Collected data entries:
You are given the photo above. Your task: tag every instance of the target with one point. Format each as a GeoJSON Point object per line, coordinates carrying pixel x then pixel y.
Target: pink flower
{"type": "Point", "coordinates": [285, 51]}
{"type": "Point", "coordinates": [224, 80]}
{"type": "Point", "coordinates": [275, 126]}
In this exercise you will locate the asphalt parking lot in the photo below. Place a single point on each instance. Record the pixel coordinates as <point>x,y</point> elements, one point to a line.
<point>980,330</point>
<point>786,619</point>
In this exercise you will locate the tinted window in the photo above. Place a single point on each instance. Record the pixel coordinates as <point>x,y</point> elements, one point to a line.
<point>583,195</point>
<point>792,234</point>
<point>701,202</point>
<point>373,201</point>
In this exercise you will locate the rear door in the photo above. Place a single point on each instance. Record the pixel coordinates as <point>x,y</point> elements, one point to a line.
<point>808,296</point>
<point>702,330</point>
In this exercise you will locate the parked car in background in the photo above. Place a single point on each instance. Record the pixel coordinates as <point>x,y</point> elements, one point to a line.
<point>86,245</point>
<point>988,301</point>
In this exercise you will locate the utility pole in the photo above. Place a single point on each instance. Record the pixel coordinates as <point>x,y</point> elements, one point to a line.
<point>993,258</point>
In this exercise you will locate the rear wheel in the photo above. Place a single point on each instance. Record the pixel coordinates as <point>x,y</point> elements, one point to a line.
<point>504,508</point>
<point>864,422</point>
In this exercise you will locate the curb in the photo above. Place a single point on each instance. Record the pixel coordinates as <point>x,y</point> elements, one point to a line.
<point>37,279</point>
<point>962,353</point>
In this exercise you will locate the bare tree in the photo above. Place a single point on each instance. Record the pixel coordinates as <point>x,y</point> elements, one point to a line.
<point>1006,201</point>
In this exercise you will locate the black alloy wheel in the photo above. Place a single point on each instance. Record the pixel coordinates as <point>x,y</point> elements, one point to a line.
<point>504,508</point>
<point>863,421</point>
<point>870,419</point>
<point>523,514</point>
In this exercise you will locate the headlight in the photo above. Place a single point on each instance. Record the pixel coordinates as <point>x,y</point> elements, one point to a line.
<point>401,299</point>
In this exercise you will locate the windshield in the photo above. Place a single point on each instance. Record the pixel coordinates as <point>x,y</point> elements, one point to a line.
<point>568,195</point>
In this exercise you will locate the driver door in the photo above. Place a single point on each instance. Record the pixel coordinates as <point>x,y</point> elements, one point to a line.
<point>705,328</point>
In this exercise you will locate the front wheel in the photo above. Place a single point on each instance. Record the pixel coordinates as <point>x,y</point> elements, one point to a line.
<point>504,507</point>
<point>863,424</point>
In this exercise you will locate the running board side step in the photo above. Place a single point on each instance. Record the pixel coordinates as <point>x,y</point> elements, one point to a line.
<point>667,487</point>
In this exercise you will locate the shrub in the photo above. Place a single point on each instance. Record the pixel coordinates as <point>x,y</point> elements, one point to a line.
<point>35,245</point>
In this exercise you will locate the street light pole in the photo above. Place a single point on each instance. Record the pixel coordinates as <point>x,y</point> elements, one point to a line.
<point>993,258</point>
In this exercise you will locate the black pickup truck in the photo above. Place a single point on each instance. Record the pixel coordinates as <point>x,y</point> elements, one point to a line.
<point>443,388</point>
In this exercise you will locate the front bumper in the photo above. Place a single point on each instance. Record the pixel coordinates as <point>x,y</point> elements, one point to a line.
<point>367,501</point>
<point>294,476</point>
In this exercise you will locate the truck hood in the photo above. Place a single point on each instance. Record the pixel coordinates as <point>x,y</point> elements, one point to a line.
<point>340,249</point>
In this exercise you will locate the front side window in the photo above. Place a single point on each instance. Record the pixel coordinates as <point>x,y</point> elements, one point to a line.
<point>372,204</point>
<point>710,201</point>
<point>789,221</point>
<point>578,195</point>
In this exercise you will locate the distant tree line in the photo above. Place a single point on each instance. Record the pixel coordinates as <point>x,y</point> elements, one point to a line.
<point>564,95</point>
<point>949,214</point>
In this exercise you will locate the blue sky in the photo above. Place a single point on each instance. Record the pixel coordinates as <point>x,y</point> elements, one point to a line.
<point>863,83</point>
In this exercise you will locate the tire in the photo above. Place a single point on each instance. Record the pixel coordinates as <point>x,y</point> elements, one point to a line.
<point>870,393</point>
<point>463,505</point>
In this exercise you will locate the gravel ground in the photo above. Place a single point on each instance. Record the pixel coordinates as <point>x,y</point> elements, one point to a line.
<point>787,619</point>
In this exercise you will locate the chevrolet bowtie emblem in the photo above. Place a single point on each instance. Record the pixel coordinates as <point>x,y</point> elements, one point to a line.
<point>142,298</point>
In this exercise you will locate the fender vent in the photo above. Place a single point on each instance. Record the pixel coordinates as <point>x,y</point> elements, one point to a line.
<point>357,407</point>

EXERCISE DETAILS:
In this exercise, you retype all of the data exactly as it appears above.

RESULT:
You are given the photo above. Your task: tag every instance of the target with one point. Format each as a GeoJSON Point object per line, coordinates carrying pixel x then pixel y.
Target: pink flower
{"type": "Point", "coordinates": [285, 51]}
{"type": "Point", "coordinates": [224, 80]}
{"type": "Point", "coordinates": [275, 126]}
In this exercise you will locate the asphalt parking lot in the photo below. Place a single point on each instance. Record the pixel coordinates as <point>x,y</point> elements, one point to a line.
<point>980,330</point>
<point>786,619</point>
In this exercise you will locate the tinted window in the photo above. Place a single point on each instance. Record the pixel coordinates as <point>x,y</point> elements, one point to a line.
<point>583,195</point>
<point>792,234</point>
<point>701,202</point>
<point>373,201</point>
In this exercise you will locate the rear door in the photo above. Place a single point on each instance. Record the pixel coordinates as <point>x,y</point> elements, one point to a line.
<point>808,296</point>
<point>702,330</point>
In this exercise you will locate the parked car in background in the photo above. Place a single point on each instance. Record the pixel coordinates as <point>x,y</point> elements, one point to a line.
<point>86,245</point>
<point>988,301</point>
In this exercise you will locate the utility pole in the photo above. Place a single point on each instance. Record the pixel coordinates as <point>x,y</point> elements, one point to a line.
<point>993,258</point>
In this exercise you will locate the rear wheel in the photo above. Place a single point on each instance. Record the pixel coordinates as <point>x,y</point> elements, one point to a line.
<point>504,508</point>
<point>864,422</point>
In this exercise you will locate the curb in the photo above. Place a single point on each instance. Record the pixel coordinates as <point>x,y</point> elements, one point to a line.
<point>37,279</point>
<point>962,353</point>
In this exercise you will locate the bare tree in the photo above. Place a single point on each instance. Record the pixel coordinates as <point>x,y</point> elements, one point to a line.
<point>1006,201</point>
In this exercise you will locate the black alloy wheel in the photo above. Place a single point on each instance. Record the pixel coordinates as <point>x,y</point> elements, one point to a line.
<point>504,508</point>
<point>863,421</point>
<point>870,419</point>
<point>523,514</point>
In this exercise you will locate the headlight in the photo above. Place a single point on each instance. Record the pixel coordinates as <point>x,y</point> elements, one point to a line.
<point>401,299</point>
In this exercise you will locate the windshield in the photo above. Place a single point on each instance. Record the pixel coordinates as <point>x,y</point> elements, one point to a line.
<point>568,195</point>
In this exercise you will locate the driver door in the photo above. Place a single point on each instance. Record the pixel coordinates as <point>x,y</point> elements, one point to a line.
<point>705,328</point>
In this exercise you will locate the front wheel in the photo above. Place a single point on each instance. Record the pixel coordinates as <point>x,y</point> elements, one point to a line.
<point>504,507</point>
<point>863,424</point>
In this exercise you will locate the running board side step in the photo above. Place a single point on each instance. Record the pixel coordinates as <point>x,y</point> elements, one point to a line.
<point>667,487</point>
In this exercise you will locate the shrub in the photo above. Place a single point on each instance. Record the pixel coordinates as <point>x,y</point> elements, one point to a line.
<point>35,245</point>
In this exercise you will locate the street light pole in the photo above. Place a single point on each instance. Record the pixel coordinates as <point>x,y</point> elements, one point to a line.
<point>993,258</point>
In this exercise you will locate the black pickup truck in the photo above. Place a single point on each instance. Record the pixel coordinates as <point>x,y</point> elements, one point to a line.
<point>443,388</point>
In this exercise you will locate the front bumper in the photo above. Place a single point on each instance. Record the pixel coordinates as <point>x,y</point> elements, one point to a line.
<point>367,501</point>
<point>294,476</point>
In this exercise you will locate the truck hood in the photo above. Place a single point on each instance. Record the pixel coordinates as <point>x,y</point> elements, one point to a line.
<point>340,249</point>
In this exercise you will locate the front side window in the photo above. Place a single point on each instance. Record the pixel coordinates as <point>x,y</point> elements, one point to a line.
<point>372,204</point>
<point>710,201</point>
<point>789,221</point>
<point>578,195</point>
In this exercise you will locate the distant tree line in the photo above. Place a single point on each instance. Record the pixel coordinates as <point>x,y</point> elements, one point to a line.
<point>564,95</point>
<point>949,214</point>
In this exercise you will locate the blue sky in the photo above. Place a single point on each instance. Record the pixel coordinates as <point>x,y</point> elements, one point to a line.
<point>863,83</point>
In this exercise you will locate the tire in the photo above. Place a single point on each instance. Record the pixel coordinates as <point>x,y</point> elements, one point to a line.
<point>870,393</point>
<point>463,505</point>
In this exercise you will locate the gravel ground in the photo above. Place a single point on each instance. Record the pixel coordinates as <point>x,y</point> elements, one point to a line.
<point>787,619</point>
In this exercise you will locate the chevrolet bowtie emblem in the photo above. Place a single point on each instance. Record the pixel coordinates as <point>x,y</point> elements, one point to a line.
<point>142,298</point>
In this exercise you will locate the fender vent in the photo above. Place a single point on each instance. Record the pixel coordinates as <point>x,y</point> elements, one point to a line.
<point>357,407</point>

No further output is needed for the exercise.